Sir Francis Nathaniel Pierpoint Burton (26 December 1766 – 27 January 1832) was a British colonial administrator in Lower Canada and Irish politician.

Burton was the younger of twin sons born to Francis Conyngham, 2nd Baron Conyngham (born Burton), and his wife Elizabeth, daughter of Nathaniel Clements, in London. Henry Conyngham, 1st Marquess Conyngham, was his elder twin brother. In 1781, his father changed his surname to Conyngham upon the death of his maternal uncle, the Earl Conyngham, upon inheriting the Conyngham barony upon special remainder.

Burton sat as Member of Parliament (MP) in the Irish House of Commons for Killybegs in 1790 and 1798 and Clare from 1790 to the Act of Union in 1801. He sat then for Clare in the Parliament of the United Kingdom from 1801 to 1808. He also held the rank of colonel in the militia.

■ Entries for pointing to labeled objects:
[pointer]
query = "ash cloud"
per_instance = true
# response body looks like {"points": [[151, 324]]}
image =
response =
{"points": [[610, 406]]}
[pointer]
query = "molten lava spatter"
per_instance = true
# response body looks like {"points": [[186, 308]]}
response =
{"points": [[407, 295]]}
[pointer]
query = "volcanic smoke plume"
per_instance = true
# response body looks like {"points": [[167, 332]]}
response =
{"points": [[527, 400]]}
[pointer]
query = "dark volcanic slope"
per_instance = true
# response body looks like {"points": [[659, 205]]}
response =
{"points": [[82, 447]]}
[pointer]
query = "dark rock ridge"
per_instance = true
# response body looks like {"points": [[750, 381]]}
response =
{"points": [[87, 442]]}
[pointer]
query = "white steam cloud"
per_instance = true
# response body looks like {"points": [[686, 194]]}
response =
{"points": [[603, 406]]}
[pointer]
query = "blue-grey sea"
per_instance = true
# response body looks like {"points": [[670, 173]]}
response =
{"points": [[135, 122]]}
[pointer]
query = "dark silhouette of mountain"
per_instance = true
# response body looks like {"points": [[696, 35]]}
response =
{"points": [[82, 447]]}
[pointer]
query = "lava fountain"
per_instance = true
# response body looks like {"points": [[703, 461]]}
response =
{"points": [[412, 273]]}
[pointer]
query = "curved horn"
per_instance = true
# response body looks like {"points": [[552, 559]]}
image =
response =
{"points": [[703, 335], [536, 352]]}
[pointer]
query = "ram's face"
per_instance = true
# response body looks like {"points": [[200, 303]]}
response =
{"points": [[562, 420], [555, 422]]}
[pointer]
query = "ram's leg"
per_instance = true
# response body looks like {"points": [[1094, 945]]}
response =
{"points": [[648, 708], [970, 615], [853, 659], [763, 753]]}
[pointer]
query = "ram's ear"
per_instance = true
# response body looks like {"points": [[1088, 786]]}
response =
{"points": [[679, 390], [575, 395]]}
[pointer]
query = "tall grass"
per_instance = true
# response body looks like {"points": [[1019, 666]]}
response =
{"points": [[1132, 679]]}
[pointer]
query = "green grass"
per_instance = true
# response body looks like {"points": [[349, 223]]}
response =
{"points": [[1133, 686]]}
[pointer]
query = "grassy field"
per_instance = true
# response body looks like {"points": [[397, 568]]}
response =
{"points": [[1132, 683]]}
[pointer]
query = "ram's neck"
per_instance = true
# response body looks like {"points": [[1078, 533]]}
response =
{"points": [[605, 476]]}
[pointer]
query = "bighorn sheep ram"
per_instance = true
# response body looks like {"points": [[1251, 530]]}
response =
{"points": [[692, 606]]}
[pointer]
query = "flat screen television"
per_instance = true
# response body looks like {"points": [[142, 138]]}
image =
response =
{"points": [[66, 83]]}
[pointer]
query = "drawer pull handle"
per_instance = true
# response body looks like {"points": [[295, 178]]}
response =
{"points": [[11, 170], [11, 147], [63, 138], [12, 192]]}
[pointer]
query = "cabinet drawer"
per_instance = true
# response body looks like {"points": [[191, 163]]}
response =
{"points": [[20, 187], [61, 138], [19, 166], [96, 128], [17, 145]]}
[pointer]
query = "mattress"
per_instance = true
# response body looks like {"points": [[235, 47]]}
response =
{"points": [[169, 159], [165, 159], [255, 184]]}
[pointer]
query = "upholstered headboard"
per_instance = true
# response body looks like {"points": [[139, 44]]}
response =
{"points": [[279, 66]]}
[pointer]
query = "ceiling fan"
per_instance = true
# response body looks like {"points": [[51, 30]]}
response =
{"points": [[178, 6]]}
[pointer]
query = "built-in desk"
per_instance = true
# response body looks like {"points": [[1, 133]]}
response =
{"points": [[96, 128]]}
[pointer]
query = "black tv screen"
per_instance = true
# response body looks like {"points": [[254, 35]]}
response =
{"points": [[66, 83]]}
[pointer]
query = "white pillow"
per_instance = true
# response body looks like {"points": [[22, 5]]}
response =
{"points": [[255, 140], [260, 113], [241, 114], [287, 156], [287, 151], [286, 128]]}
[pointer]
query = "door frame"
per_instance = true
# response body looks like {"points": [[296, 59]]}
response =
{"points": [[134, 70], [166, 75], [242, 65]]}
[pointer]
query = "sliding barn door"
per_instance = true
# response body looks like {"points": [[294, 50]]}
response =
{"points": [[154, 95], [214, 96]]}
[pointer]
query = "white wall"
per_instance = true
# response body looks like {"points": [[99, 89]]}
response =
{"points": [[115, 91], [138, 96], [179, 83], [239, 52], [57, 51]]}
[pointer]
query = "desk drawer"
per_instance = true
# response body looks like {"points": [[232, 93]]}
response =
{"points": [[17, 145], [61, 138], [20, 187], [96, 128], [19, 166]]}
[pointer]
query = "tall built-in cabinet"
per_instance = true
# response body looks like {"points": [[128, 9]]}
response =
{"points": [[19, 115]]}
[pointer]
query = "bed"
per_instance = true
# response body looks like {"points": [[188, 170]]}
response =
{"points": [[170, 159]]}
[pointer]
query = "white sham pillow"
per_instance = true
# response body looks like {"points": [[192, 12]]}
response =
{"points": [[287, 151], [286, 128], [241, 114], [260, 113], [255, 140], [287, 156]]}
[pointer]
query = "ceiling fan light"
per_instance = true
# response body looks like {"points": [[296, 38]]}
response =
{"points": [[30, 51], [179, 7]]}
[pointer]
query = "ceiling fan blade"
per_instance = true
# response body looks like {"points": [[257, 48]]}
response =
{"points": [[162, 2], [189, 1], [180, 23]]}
==
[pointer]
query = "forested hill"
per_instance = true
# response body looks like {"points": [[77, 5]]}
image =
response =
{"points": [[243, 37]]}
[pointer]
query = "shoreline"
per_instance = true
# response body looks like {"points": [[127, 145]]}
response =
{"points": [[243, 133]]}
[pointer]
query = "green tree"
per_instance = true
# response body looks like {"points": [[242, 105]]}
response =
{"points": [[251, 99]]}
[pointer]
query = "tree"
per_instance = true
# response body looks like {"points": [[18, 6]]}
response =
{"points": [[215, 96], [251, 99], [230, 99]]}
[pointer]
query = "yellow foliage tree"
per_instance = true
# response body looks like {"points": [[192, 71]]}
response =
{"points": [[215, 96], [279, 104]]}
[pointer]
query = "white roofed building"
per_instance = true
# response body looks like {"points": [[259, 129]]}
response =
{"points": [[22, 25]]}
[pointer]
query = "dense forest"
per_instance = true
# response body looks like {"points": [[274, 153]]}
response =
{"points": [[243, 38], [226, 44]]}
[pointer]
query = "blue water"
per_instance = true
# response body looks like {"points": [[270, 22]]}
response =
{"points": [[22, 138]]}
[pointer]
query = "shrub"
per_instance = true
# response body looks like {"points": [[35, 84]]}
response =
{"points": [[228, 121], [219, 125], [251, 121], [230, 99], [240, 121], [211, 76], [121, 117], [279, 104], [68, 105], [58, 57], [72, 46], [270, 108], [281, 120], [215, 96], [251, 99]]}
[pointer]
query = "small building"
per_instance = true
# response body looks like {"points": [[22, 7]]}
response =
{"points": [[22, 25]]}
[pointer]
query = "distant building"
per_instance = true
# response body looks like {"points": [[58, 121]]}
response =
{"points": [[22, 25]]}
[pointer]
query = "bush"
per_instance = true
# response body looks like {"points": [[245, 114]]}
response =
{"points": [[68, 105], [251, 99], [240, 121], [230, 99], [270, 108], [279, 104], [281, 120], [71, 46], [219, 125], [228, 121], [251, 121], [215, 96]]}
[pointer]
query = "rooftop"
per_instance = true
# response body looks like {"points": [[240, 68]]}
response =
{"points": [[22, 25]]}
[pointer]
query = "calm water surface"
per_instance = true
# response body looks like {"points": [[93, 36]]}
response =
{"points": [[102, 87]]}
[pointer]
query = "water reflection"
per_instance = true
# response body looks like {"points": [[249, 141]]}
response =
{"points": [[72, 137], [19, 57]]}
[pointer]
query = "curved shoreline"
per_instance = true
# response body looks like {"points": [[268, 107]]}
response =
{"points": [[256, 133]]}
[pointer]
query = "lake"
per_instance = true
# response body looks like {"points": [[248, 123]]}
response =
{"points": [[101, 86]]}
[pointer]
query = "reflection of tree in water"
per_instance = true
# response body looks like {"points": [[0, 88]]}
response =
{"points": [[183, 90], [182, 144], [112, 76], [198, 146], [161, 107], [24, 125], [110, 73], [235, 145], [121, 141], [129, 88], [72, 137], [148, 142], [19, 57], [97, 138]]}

■ Problem details: Reproduce the Burton biography word for word, starting at "Sir Francis Nathaniel" and ending at "and Irish politician.". Rely only on the Burton biography.

■ Reply to the task:
Sir Francis Nathaniel Pierpoint Burton (26 December 1766 – 27 January 1832) was a British colonial administrator in Lower Canada and Irish politician.